◆ Kutipan Teks ◆
Namun apa yang ingin dia hindari, akhirnya terjadi pada awal Desember 1957. Subandrio dan Ali Sastroamidjoyo, 10 hari sebelum aksi Indonesia itu, memberi tahu Oltmans bahwa tekanan di dalam negeri sudah begitu kuat sehingga pemerintah harus berbuat sesuatu guna menghindari tindakan yang jauh lebih drastis.
Siapa yang memberi tekanan begitu keras kepada pemerintah untuk mengambil tindakan tegas melawan imperialisme Belanda? Berjuta-juta anggota ormas dan partai politik kiri revolusioner, termasuk PKI. Sentral Organisasi Buruh Seluruh Indonesia (SOBSI) merupakan kekuatan buruh terbesar di Indonesia ketika itu yang memimpin nasionalisasi korporasi-korporasi Belanda.
Oltmans melihat sikap kepala batu pemerintah Belanda dalam menganeksasi dan menduduki New Guinea ada hubungannya dengan sifat pendendam dan angkuh orang Belanda yang merasa dirinya unggul sebagai orang Eropa dan membenci mereka yang lebih rendah, apalagi yang disebut ‘pribumi’. Mereka terus mencari jalan untuk menghindari keharusan mengakui kekalahannya di hadapan rakyat ‘pribumi’ yang dipimpin Soekarno.
Kebencian terhadap Bung Karno tercermin dalam apa yang ditulis Jansen van Galen di De Journalist: “Saya masih ingat masa-masa itu. Kami, anak sekolah menyanyikan lagu En wat doen we met Soekarno als-ie komt? We maken er kachelhoutjes van”. [Kalau Soekarno datang, apa yang akan kita lakukan? Kita akan jadikan dia kayu bakar bagi tungku pemanas] Komentar Oltmans: Jansen van Galen telah dicuci otaknya sejak ia masih kanak-kanak: hidup Wilhelmina dan gantung Soekarno!

◆ Data Mentah ◆
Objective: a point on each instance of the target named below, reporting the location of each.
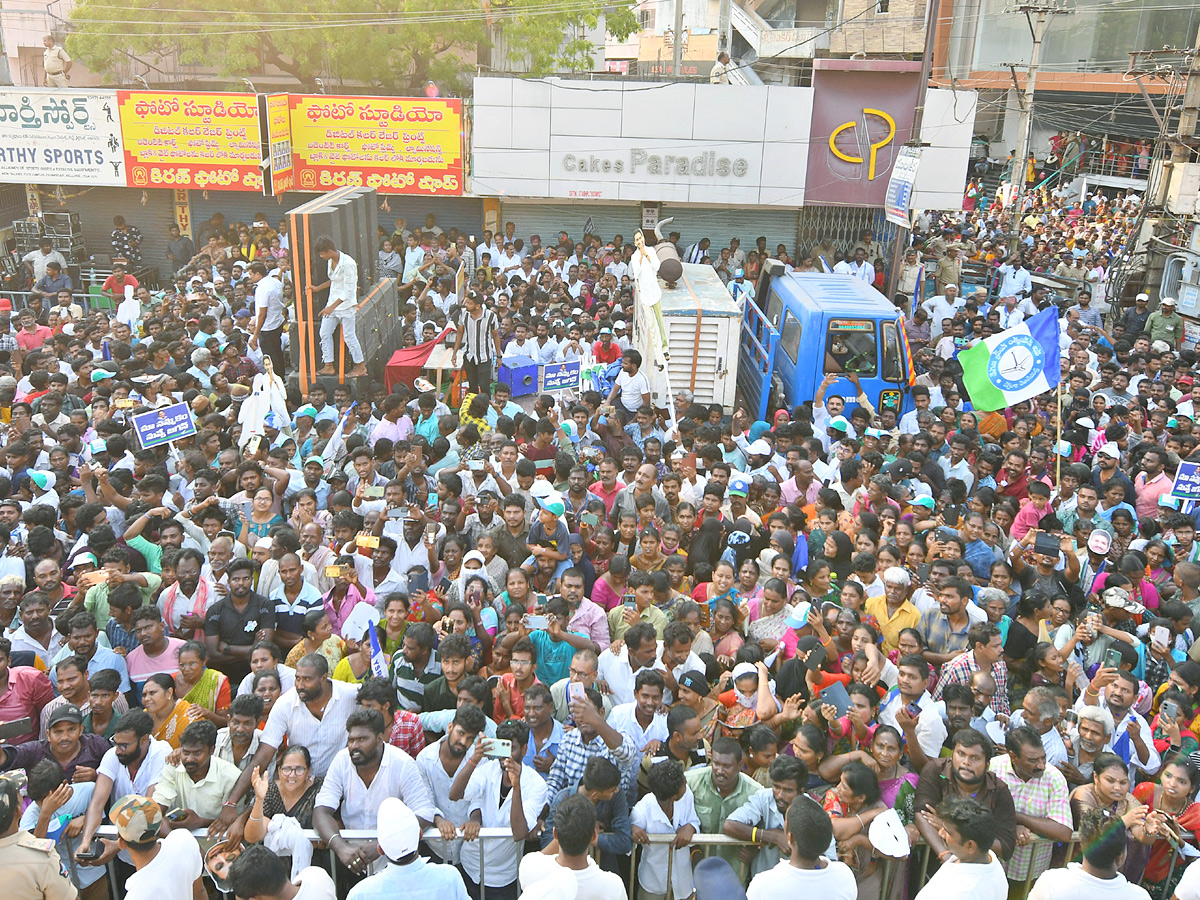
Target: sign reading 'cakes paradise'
(393, 144)
(208, 142)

◆ Petunjuk Tugas ◆
1. Menurut kutipan tentang konflik Indonesia dan Belanda, organisasi apa yang memimpin nasionalisasi korporasi-korporasi Belanda?
2. Lanjutkan kutipan tentang konflik Indonesia dan Belanda, dimulai setelah kalimat terakhirnya.
Materi tersebut tidak diperlukan.

◆ Hasil Tiap Tugas ◆
1. Sentral Organisasi Buruh Seluruh Indonesia (SOBSI).

2.
Memang tak dapat dibantah kebencian kaum kolonialis Belanda dan imperialis dunia yang dikepalai AS terhadap Soekarno. Soekarno juga dibenci oleh kaum reaksioner anti-komunis dalam negeri, antek kaum neokolonialis dan imperialis (Nekolim). Tak ketinggalan kaum separatis Papua yang mengobarkan kebencian kepada Soekarno dan orang Jawa dalam usahanya untuk tidak mengakui proses pembangunan bangsa Indonesia yang bergandengan tangan dengan perlawanan terhadap kaum penjajah Belanda. Mereka berpikir perjuangan kemerdekaan Indonesia hanyalah urusan segelintir orang Jawa.
Saya jadi ingat kata-kata Mao Zedong. Diserang musuh adalah hal yang baik, karena itu membuktikan kita telah menarik garis pemisah yang jelas antara kita dan musuh. Bung Karno sangat dibenci, bahkan dijatuhkan pemerintahannya oleh persekongkolan kaum Nekolim dengan militer kanan dan kaum reaksioner dalam negeri, karena ingin membangun sosialisme ala Indonesia dengan pertama-tama bersandar pada kekuatan dan sumber daya sendiri.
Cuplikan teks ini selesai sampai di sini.